For more information about the prior Programs, presented as of December 31, 2022, please refer to “APPENDIX – RESULTS OF PRIOR PROGRAMS.”

 

WHAT IS A REIT, ANYWAY?

 

The Company intends to be treated as a Real Estate Investment Trust, or “REIT.”

 

A REIT is just a tax concept: an entity that is treated as a corporation for Federal income tax purposes and satisfies a long list of requirements listed in section 856 of the Internal Revenue Code. These requirements include:

 

The kinds of assets it owns

 

The kind of income it generates

 

Who owns it

 

How much of its income it distributes to its owners

 

A REIT is not a function of securities laws. Thus, many REITs have “gone public” by offering their securities in offerings that are registered under the Securities Act, while many other REITs are still private. Some “public” REITs have registered their shares on a national securities exchange, allowing the shares to be publicly traded, while the shares of other “public” REITs are traded privately. There are very large REITs and very small REITs, and everything in between. Some REITs invest in one class of real estate assets, others invest in completely different classes of real estate assets (e.g., only mortgages), and still others invest in multiple classes of real estate assets. The only thing all these companies have in common, being REITs, is that they all satisfy the requirement in section 856 of the Code.

━━━━━━

### Work to be completed
Answer these questions using the REIT passage:
1. In which section of the Internal Revenue Code are the REIT requirements listed?
2. How is a REIT treated for Federal income tax purposes?
3. What step allows the shares of some "public" REITs to be publicly traded?

### Information provided

━━━━━━

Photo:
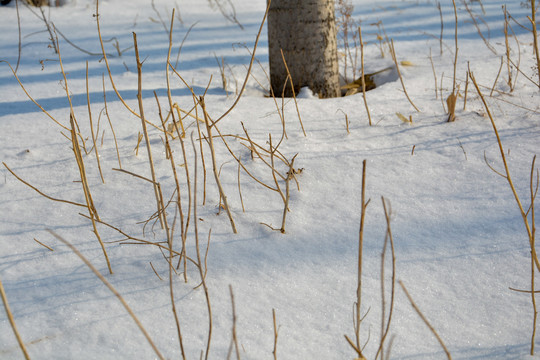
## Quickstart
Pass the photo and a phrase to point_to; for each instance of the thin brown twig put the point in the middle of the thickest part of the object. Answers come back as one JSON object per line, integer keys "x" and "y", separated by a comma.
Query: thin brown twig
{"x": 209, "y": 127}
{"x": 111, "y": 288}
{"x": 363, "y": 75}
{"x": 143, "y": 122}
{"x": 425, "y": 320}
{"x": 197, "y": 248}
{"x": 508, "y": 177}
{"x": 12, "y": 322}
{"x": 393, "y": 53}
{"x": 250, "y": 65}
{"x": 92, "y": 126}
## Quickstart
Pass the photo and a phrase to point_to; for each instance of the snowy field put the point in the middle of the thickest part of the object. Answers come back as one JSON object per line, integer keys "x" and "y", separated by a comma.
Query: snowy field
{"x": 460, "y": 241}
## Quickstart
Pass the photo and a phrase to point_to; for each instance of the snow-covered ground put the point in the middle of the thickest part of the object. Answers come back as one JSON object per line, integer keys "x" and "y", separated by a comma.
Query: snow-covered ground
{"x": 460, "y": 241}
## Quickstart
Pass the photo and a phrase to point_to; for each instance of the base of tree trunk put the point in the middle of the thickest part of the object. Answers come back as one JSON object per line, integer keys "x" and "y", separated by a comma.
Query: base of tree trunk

━━━━━━

### Task output
1. Section 856.
2. As a corporation.
3. Registering their shares on a national securities exchange.